■ Exercise goal
Rewrite the entries beginning with the line that contains "target | bridge railing" and continuing through the end of the entries, replacing "railing" with "guardrail" and leaving everything else unchanged.

■ Information provided
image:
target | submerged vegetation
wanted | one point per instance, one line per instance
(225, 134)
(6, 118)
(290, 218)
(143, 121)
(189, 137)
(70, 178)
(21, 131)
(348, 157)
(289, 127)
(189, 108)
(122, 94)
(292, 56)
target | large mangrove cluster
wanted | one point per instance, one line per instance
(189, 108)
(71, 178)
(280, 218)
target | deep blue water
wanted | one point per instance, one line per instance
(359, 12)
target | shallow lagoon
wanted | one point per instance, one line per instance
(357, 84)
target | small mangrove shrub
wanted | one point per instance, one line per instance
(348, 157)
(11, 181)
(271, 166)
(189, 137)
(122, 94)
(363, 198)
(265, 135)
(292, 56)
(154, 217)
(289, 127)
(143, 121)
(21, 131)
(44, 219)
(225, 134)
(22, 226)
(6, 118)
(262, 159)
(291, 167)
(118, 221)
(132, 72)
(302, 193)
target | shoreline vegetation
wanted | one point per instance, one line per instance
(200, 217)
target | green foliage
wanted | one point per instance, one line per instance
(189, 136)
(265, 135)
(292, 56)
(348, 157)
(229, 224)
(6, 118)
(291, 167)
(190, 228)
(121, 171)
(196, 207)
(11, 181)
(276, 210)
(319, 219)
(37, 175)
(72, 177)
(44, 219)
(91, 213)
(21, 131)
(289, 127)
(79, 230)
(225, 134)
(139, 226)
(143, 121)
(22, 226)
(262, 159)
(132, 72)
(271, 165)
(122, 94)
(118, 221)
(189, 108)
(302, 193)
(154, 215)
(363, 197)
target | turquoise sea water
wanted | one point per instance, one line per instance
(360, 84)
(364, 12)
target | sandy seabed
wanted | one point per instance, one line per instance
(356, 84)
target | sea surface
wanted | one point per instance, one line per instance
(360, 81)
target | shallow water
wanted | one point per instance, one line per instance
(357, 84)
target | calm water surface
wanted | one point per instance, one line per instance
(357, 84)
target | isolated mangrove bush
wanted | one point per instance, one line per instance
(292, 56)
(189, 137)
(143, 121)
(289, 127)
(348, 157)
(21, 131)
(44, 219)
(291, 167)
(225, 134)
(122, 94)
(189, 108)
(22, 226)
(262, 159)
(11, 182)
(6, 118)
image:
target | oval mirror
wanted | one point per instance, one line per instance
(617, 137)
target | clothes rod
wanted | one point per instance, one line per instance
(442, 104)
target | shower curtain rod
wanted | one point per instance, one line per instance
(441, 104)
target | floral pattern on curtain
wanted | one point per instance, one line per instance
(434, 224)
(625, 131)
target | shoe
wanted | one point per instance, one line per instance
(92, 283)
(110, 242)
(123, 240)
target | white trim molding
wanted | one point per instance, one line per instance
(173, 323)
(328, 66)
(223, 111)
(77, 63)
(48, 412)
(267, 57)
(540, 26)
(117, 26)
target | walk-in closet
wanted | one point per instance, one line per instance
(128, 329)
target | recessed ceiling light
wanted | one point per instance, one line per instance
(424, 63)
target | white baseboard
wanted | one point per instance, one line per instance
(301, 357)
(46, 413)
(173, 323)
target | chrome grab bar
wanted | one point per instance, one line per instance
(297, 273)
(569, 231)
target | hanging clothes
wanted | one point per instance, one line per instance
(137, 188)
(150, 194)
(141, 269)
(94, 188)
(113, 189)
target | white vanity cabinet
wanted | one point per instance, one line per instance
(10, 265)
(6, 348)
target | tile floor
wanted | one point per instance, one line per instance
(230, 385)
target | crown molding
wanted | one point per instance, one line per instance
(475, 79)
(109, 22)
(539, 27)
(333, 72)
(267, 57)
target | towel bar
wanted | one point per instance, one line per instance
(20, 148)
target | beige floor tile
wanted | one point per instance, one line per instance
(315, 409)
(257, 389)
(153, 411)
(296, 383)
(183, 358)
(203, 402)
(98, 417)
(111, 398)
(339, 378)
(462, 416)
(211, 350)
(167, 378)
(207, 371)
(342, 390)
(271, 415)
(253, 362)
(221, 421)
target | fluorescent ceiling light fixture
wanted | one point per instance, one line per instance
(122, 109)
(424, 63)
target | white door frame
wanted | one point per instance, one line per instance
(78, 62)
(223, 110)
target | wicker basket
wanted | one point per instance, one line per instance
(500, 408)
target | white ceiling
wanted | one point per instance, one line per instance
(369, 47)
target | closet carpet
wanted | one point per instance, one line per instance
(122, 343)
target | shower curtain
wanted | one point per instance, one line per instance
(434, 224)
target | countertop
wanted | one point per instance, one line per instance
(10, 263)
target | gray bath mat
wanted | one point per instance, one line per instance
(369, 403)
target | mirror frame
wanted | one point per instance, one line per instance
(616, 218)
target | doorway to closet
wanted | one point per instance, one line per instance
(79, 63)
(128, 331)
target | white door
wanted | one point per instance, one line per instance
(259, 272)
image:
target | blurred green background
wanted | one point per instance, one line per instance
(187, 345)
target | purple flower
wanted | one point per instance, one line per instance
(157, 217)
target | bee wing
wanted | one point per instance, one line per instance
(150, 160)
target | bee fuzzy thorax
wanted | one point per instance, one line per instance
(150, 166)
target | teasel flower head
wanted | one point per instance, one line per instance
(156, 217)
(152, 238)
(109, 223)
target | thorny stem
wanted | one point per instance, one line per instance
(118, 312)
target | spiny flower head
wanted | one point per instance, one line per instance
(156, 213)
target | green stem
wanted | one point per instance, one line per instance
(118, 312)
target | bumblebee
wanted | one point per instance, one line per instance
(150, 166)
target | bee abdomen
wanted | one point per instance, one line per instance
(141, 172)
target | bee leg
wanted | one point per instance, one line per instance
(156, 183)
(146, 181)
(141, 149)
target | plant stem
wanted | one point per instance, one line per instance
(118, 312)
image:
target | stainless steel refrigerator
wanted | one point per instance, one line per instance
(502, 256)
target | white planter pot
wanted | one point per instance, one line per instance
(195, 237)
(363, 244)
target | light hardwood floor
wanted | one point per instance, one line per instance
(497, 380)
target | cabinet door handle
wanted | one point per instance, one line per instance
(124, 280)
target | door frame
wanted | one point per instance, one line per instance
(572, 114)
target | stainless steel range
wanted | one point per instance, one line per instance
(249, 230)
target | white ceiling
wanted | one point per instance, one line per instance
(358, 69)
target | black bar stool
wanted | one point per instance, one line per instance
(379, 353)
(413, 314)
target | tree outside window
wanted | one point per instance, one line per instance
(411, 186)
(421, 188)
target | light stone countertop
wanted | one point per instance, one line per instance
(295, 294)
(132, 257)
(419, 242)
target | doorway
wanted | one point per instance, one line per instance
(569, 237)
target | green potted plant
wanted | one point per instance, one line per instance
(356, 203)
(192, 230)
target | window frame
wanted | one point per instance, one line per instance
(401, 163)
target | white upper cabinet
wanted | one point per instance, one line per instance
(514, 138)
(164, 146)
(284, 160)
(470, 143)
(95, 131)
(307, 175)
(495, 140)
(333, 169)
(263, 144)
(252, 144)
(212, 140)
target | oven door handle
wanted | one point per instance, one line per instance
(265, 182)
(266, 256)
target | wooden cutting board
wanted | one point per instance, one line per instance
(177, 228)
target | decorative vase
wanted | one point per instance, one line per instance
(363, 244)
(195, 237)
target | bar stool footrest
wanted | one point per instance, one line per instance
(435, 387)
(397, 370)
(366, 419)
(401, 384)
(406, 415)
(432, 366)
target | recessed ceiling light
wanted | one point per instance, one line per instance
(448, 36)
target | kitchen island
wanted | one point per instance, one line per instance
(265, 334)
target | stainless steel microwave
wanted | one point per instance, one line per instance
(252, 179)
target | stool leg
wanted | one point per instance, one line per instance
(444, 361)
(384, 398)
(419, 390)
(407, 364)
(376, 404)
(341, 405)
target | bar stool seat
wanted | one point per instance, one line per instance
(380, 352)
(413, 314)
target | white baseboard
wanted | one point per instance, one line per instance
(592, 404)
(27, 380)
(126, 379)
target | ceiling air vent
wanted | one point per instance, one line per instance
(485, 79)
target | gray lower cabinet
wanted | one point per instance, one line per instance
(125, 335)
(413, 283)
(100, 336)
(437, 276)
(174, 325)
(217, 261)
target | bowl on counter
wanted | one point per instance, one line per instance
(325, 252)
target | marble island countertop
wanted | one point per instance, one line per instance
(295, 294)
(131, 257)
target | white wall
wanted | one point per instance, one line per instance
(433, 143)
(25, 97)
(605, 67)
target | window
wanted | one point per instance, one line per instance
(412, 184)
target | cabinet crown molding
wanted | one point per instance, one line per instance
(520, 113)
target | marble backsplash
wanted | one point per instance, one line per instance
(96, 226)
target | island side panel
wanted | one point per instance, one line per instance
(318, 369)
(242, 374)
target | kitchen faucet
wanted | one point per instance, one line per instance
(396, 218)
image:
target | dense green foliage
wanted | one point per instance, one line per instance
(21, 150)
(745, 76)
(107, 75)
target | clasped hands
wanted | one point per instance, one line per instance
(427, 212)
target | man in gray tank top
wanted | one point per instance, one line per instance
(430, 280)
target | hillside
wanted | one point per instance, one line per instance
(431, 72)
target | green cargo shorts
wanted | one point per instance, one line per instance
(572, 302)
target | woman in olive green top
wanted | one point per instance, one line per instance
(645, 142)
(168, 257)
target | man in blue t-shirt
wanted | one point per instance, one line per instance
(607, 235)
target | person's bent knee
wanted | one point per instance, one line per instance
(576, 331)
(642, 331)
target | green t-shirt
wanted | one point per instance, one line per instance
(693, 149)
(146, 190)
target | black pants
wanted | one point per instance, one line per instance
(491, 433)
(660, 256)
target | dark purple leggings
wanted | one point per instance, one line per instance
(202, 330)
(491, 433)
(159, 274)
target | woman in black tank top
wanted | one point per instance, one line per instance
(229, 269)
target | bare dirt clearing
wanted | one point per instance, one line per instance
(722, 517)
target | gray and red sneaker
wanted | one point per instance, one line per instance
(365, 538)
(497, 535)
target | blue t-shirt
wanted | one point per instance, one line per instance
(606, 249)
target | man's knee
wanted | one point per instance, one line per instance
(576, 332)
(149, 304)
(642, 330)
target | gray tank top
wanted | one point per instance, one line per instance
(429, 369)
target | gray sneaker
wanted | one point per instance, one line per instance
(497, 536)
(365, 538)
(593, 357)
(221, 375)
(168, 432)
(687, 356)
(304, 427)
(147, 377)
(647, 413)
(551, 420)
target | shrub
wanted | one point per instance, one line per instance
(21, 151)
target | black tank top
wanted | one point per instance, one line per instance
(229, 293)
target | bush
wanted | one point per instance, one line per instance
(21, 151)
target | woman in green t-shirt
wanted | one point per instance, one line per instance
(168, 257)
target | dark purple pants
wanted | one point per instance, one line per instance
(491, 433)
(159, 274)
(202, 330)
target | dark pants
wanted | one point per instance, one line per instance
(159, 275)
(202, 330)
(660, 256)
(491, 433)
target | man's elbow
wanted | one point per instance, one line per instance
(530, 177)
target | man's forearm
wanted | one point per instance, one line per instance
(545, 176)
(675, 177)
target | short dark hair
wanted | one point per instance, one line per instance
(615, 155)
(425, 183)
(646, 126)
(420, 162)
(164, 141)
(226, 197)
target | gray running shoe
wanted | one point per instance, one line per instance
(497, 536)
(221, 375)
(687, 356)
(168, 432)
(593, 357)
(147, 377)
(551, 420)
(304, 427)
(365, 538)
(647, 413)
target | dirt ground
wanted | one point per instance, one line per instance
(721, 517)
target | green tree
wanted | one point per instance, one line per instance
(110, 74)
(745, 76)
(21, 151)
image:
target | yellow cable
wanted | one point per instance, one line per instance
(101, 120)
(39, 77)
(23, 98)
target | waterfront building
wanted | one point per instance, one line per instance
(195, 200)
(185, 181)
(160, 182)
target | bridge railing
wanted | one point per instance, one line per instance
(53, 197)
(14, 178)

■ Result
target | bridge guardrail
wanted | one point per instance, one line per instance
(53, 197)
(14, 178)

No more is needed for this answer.